» **Excerto de origem**
• • • •

Não havendo contraditório não houve resposta.
I.D.
O recurso foi recebido pelo tribunal a quo.
Após os vistos, cumpre decidir.
As conclusões das alegações de recurso delimitam o respetivo objecto de acordo com o disposto nos artigos 635.º, n.º 4 e 639.º, n.º 1, ambos do Código de Processo Civil, sem prejuízo das questões cujo conhecimento oficioso se imponha, mas não haverá lugar à apreciação de questões cuja análise se torne irrelevante por força do tratamento empreendido no acórdão (artigos 608.º, n.º 2 e 663.º, n.º 2, do mesmo diploma).
Assim, no caso, impõe-se apreciar:
a. Impugnação da matéria de facto;
b. Verificação dos requisitos para a procedência da providência requerida.
III.A. Fundamentação de facto:
III.A.1 Impugnação da matéria de facto:
Quando impugna a matéria de facto, o recorrente tem de cumprir os ónus que sobre si impendem, sob pena de rejeição, conforme preceituado no artigo 640.º, n.º 1, alíneas a) a c), e n.º 2, alínea a), do Código de Processo Civil.

• • • •

[Entradas de anotação de regiões]
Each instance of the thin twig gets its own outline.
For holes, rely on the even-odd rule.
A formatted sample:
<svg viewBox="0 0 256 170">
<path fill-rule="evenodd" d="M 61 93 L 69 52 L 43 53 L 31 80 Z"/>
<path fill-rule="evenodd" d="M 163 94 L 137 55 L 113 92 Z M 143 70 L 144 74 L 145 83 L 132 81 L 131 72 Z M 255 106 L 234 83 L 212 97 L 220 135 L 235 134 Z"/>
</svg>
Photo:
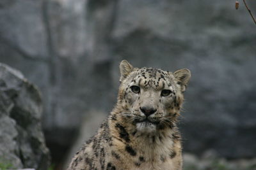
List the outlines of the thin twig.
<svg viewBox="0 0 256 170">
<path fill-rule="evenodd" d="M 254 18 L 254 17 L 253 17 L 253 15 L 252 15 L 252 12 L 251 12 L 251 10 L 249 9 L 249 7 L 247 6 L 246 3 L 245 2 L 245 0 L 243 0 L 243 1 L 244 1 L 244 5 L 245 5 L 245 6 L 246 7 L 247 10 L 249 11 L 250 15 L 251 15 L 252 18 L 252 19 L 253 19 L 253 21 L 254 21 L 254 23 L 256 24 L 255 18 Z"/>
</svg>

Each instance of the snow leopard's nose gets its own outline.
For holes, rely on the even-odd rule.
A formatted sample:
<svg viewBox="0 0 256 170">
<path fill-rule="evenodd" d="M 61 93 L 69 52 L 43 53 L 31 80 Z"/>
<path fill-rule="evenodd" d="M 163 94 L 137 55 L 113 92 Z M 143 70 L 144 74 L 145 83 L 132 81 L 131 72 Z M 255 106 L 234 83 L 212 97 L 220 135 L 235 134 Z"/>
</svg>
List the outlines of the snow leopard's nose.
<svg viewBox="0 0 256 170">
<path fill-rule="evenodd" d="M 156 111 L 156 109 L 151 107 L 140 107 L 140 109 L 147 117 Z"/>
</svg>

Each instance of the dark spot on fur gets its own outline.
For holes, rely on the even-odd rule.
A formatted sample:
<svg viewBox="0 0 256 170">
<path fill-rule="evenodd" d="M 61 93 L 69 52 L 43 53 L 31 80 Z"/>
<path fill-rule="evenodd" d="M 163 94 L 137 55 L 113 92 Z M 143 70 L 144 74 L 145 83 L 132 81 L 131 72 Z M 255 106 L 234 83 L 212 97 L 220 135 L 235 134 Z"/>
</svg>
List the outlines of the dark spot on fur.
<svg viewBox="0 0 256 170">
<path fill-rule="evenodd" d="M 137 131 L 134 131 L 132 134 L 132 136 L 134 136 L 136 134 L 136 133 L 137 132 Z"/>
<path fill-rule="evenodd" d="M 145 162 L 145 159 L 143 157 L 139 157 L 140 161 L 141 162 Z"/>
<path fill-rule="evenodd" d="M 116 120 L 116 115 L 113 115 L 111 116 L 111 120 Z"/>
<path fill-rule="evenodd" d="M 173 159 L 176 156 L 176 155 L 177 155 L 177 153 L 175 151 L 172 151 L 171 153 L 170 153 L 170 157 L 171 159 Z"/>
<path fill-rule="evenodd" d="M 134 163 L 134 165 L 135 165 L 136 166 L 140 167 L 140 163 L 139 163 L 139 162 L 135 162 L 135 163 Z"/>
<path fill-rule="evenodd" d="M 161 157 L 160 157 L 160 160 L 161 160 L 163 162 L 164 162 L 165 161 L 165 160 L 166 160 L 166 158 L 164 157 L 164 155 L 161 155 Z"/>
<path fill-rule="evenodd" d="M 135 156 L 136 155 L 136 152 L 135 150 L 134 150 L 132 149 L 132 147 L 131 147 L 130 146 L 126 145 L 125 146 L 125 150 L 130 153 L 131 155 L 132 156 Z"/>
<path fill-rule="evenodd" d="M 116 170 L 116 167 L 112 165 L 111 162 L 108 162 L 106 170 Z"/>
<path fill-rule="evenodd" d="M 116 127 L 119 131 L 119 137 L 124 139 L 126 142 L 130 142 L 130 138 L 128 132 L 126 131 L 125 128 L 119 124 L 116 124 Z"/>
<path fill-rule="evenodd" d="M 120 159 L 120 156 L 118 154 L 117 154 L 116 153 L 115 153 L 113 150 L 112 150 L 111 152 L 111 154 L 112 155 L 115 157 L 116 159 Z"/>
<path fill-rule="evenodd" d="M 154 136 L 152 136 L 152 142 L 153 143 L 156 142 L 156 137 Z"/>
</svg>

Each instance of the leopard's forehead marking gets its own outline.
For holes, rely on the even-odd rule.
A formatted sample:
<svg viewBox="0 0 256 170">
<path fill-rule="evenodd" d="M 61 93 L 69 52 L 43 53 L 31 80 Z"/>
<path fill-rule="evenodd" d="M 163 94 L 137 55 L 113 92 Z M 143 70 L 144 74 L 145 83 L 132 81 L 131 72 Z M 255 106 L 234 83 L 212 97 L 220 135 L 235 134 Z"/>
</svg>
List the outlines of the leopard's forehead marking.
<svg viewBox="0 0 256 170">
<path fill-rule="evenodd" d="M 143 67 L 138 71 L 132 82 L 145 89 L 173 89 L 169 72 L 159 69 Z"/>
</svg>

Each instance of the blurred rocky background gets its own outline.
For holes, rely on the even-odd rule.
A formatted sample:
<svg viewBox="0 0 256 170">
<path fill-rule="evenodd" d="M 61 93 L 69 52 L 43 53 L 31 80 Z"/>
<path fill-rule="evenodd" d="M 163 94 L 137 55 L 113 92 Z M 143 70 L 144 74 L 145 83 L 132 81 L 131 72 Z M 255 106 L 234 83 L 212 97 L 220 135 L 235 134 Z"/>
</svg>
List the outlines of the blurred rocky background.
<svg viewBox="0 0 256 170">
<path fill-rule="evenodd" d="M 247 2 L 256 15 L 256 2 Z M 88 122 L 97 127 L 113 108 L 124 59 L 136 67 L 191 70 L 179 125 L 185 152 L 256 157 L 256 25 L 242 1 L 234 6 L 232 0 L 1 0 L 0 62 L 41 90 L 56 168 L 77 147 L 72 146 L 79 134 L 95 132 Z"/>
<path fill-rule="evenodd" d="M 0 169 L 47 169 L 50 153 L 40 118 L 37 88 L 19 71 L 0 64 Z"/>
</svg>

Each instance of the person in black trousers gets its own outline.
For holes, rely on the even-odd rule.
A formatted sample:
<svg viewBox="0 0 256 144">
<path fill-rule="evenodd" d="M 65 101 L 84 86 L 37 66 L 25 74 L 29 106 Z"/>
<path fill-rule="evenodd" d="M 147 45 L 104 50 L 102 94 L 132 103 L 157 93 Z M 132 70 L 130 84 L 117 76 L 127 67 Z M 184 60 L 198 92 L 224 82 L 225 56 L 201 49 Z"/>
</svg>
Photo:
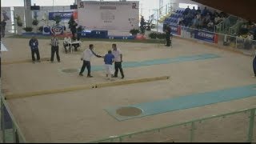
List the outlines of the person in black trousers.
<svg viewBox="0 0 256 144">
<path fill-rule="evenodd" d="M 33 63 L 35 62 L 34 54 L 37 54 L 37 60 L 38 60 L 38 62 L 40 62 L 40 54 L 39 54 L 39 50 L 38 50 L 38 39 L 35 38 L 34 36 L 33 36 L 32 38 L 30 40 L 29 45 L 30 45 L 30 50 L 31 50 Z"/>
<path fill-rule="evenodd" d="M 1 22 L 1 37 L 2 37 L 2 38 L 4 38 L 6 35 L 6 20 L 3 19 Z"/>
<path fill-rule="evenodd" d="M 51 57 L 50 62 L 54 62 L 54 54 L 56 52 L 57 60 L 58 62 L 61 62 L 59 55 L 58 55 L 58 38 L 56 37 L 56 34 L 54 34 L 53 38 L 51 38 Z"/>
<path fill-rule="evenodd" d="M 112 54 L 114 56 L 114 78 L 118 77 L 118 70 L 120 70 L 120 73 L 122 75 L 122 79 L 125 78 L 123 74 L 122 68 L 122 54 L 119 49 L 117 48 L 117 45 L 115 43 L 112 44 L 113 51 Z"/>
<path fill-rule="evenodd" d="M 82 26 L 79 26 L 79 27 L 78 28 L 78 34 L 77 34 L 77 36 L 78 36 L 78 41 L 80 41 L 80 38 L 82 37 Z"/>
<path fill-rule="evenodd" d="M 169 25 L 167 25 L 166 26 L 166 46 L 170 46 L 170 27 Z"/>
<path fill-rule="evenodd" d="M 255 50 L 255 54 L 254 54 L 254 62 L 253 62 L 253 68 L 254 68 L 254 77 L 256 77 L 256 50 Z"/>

• • • •

» **Exercícios a resolver**
a – Segundo o excerto do acórdão, por que motivo não haverá lugar à apreciação de certas questões? Responda em uma a três frases.
b – Prossiga o excerto do acórdão sobre o recurso a partir da última frase apresentada.
A listagem não tem qualquer relação com o excerto.

» **Respostas aos exercícios**
a – Não serão apreciadas as questões cuja análise se torne irrelevante por força do tratamento empreendido no acórdão. Isto decorre dos artigos 608.º, n.º 2 e 663.º, n.º 2, do Código de Processo Civil.

b –
De tal preceito decorre que na impugnação da matéria de facto a lei exige o cumprimento pelo Recorrente dos seguintes requisitos cumulativos:
1. a indicação dos concretos pontos de facto que considera incorretamente julgados;
2. a indicação dos concretos meios probatórios, constantes do processo ou do registo ou gravação nele realizada, que impunham decisão diversa sobre os pontos da matéria de facto impugnados;
3. a indicação da decisão que, no seu entender, deve ser proferida quanto aos indicados pontos da matéria de facto;
4. a indicação, com exatidão, das passagens da gravação em que se funda o seu recurso, isto quando os meios probatórios invocados como fundamento do erro na apreciação das provas tenham sido gravados, sem prejuízo da faculdade que a lei concede ao Recorrente de poder proceder à transcrição dos excertos que considere relevantes.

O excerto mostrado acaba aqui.